▶ **What is required**
Output each line of the data word for word, from the first through the line that holds "Task: locate the green grass patch, dropping", and leave off whatever follows.

▶ **Data for this exercise**
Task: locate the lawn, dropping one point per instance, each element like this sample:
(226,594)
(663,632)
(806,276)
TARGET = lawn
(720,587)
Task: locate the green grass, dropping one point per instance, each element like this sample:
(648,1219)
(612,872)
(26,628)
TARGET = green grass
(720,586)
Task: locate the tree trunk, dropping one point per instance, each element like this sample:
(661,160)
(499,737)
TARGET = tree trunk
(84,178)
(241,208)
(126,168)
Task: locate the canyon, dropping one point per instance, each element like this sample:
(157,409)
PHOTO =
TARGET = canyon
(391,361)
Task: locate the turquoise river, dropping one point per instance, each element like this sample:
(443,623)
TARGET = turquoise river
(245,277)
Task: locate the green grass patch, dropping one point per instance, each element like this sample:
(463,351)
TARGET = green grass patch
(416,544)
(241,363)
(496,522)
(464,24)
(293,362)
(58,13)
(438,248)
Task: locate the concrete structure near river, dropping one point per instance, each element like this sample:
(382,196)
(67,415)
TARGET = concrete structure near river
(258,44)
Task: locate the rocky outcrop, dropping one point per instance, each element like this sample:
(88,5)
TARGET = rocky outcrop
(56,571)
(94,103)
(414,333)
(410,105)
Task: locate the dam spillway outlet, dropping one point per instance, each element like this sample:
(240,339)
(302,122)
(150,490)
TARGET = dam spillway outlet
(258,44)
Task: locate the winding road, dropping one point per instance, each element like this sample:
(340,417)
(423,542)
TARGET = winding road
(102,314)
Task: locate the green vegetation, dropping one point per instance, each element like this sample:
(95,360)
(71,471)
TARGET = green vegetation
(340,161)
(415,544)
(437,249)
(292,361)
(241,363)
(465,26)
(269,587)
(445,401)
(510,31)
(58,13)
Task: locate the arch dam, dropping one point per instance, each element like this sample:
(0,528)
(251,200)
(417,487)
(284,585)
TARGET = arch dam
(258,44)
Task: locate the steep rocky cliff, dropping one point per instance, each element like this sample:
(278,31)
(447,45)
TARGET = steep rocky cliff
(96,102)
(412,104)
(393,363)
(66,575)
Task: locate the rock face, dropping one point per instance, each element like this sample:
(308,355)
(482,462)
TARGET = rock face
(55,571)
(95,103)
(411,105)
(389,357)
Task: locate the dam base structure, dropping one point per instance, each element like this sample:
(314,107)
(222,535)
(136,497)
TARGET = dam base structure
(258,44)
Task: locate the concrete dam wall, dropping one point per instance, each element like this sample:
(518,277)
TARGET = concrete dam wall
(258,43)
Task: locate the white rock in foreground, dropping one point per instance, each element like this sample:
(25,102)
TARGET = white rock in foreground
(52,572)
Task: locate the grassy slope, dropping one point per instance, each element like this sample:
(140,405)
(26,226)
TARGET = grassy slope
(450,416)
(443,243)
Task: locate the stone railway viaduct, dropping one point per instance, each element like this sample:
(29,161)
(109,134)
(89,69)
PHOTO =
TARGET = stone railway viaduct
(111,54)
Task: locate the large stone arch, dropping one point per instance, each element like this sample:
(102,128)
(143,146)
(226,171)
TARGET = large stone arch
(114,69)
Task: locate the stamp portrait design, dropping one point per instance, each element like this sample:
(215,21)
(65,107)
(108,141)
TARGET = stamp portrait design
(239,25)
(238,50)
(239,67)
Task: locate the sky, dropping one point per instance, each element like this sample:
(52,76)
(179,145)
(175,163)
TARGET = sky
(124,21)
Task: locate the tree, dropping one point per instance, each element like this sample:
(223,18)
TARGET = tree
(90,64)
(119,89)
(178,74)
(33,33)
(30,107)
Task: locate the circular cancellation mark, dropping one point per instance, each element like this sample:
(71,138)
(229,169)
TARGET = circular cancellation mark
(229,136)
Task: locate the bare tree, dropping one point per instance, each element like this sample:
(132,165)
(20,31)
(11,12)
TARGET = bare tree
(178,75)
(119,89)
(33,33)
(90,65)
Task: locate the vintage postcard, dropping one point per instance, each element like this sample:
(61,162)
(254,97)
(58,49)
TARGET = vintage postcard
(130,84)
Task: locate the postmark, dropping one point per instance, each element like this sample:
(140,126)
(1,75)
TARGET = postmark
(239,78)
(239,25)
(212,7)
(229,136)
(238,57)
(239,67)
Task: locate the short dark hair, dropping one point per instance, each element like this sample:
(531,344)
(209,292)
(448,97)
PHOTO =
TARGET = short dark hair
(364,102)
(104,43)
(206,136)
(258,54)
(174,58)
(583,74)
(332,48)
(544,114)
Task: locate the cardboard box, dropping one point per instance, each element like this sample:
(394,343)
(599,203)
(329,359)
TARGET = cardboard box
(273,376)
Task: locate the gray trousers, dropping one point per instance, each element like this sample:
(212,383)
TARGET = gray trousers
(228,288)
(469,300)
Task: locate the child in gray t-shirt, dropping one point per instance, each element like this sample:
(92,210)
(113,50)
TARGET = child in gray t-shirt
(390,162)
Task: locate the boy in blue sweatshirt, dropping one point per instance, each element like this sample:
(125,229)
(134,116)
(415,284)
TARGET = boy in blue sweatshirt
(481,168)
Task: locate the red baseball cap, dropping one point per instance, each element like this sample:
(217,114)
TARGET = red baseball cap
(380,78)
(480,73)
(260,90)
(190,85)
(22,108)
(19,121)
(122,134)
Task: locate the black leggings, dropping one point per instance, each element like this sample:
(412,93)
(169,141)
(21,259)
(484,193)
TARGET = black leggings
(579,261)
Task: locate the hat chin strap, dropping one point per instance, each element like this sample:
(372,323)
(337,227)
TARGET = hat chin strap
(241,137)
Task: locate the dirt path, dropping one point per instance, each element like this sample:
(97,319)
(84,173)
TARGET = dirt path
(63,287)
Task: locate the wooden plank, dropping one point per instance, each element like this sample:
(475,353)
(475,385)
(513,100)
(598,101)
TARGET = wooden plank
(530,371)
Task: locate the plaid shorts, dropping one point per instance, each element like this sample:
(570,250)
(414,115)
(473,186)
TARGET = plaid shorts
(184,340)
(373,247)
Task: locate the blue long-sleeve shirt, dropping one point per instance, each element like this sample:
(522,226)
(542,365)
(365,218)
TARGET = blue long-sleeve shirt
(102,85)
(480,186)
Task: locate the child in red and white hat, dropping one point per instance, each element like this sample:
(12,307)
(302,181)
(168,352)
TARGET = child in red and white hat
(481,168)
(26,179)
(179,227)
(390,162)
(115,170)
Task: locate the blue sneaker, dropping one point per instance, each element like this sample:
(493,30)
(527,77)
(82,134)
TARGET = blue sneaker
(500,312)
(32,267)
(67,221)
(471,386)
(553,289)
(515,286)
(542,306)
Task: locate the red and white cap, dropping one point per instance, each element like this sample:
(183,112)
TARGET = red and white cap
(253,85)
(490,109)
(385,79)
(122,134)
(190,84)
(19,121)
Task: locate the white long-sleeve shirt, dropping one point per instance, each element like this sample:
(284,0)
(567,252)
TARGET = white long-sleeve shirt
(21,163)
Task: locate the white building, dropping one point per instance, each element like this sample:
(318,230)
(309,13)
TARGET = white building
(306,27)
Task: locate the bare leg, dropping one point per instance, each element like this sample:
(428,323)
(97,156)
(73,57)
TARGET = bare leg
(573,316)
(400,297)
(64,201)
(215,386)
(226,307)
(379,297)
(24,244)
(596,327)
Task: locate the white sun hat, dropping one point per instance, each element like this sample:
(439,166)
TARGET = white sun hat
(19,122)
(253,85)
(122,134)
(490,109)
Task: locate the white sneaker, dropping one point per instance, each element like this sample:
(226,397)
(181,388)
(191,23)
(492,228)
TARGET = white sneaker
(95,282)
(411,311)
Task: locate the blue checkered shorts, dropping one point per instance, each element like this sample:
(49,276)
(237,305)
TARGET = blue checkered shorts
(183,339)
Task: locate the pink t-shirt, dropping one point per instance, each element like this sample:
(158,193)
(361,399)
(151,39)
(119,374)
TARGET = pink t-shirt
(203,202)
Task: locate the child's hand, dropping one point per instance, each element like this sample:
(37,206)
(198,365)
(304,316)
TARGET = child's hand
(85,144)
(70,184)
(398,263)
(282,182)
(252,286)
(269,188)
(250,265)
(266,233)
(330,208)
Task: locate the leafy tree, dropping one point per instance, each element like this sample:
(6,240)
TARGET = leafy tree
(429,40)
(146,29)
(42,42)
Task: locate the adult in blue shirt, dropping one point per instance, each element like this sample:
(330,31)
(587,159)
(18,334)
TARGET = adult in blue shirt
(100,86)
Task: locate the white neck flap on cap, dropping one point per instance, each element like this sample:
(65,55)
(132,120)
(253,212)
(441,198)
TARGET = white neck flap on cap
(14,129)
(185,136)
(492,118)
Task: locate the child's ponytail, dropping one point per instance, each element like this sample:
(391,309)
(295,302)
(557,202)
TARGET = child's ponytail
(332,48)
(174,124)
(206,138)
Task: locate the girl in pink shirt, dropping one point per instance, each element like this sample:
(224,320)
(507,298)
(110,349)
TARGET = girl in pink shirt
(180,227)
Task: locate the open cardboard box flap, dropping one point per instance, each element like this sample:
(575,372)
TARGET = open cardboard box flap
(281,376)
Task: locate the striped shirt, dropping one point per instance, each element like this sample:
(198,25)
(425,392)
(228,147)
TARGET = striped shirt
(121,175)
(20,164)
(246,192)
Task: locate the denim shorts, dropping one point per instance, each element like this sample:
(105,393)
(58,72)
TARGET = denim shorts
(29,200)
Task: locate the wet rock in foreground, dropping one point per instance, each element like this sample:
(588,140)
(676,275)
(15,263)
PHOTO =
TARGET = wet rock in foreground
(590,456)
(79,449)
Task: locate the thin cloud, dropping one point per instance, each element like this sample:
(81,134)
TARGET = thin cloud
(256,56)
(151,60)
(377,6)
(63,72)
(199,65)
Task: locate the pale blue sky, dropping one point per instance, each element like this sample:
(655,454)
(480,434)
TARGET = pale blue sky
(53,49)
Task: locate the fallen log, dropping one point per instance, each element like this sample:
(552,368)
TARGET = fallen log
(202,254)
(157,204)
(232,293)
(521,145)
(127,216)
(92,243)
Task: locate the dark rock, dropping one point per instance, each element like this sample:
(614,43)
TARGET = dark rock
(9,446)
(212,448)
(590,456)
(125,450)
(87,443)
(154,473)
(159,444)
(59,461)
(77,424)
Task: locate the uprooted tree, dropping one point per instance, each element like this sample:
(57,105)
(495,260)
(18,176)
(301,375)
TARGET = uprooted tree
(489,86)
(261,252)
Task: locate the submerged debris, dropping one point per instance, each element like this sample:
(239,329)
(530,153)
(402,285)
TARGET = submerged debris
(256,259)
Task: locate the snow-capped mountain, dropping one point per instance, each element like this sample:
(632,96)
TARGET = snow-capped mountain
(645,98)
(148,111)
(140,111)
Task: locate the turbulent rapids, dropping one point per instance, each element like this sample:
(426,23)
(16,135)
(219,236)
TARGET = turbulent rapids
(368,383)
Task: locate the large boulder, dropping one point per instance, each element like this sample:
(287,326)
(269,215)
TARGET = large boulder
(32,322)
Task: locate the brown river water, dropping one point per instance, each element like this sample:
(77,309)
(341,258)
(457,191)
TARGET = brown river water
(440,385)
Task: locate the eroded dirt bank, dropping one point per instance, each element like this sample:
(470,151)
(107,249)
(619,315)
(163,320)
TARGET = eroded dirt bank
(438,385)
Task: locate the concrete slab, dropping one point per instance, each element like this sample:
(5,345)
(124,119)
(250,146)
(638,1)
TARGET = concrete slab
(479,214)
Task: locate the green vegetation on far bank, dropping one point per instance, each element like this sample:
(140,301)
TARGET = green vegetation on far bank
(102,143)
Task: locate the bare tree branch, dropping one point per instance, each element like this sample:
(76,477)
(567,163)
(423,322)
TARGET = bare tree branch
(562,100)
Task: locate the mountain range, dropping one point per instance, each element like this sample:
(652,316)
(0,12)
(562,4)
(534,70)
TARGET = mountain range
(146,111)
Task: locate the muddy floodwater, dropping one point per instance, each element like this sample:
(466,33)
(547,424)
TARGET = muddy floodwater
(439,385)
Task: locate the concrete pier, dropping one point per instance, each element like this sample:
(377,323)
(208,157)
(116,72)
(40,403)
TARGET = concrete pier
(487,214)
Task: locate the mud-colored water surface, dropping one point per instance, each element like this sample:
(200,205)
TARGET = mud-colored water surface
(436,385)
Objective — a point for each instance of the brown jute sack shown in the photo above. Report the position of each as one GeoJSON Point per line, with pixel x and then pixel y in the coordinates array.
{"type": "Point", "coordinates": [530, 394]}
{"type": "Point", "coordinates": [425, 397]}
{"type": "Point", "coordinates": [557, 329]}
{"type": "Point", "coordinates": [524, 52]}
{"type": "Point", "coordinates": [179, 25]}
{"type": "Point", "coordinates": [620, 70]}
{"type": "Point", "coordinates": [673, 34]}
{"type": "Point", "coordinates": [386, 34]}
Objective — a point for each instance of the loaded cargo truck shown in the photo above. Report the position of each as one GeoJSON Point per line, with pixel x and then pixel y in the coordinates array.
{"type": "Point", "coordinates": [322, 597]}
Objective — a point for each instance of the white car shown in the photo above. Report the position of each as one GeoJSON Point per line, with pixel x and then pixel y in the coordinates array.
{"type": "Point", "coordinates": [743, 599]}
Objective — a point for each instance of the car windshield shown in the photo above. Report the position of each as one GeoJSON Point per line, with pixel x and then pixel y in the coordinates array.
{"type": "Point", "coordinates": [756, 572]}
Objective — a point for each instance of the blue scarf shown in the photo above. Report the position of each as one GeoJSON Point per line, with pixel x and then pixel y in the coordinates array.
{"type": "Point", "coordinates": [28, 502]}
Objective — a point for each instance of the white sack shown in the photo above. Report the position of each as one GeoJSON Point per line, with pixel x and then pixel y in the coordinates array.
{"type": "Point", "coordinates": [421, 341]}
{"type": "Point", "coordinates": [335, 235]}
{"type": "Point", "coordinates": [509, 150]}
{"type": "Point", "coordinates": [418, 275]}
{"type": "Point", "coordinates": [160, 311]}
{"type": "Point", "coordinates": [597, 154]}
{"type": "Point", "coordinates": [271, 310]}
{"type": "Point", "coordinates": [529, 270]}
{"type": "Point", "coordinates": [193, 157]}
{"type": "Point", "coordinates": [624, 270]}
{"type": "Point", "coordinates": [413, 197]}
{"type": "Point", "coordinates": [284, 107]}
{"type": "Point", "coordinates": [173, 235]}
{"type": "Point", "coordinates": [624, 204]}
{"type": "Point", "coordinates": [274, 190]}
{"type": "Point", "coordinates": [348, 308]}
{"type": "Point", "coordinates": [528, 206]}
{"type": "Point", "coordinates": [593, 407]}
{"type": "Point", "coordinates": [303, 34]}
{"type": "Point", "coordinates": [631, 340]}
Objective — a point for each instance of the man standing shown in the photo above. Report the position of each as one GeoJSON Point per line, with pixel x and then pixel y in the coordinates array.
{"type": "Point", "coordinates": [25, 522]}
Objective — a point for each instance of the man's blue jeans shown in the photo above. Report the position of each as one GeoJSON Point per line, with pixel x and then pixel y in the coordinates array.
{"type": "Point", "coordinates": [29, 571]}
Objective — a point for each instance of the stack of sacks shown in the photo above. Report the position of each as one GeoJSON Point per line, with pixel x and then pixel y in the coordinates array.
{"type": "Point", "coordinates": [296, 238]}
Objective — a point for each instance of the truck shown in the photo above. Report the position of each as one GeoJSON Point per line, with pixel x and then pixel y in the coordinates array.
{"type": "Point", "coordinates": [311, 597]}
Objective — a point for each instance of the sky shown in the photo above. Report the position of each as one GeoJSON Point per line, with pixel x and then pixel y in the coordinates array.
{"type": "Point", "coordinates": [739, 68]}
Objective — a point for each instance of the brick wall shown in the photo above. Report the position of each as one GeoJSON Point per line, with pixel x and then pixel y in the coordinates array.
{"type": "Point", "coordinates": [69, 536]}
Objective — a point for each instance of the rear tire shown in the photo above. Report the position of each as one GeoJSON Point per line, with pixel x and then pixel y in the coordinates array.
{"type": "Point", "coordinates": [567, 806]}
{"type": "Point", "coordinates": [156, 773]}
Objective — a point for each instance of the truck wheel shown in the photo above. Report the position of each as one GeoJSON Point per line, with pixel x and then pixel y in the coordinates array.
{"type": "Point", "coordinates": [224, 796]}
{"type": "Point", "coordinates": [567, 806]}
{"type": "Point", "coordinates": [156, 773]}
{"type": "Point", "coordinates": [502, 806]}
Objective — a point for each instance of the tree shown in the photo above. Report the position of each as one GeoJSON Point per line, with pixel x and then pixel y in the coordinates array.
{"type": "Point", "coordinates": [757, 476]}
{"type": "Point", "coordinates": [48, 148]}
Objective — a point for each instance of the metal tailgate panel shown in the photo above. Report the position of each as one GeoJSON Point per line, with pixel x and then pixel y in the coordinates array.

▶ **Exercise answer**
Task: locate the lawn, dropping one point per instance, each element like this sample:
(226,594)
(663,632)
(806,276)
TARGET = lawn
(720,587)
Task: locate the green grass, dropping one point per instance, each element like this sample:
(648,1219)
(612,872)
(26,628)
TARGET = green grass
(720,586)
Task: locate the tree trunk, dropping one point per instance, each element like this sample:
(661,160)
(499,737)
TARGET = tree trunk
(84,178)
(241,208)
(126,168)
Task: locate the canyon, dropping one point per instance, each element like this sample:
(157,409)
PHOTO =
TARGET = canyon
(391,361)
Task: locate the turquoise river, dropping one point per instance, each element like this sample:
(443,623)
TARGET = turquoise river
(245,277)
Task: locate the green grass patch, dropping one point per instance, each element like this sample:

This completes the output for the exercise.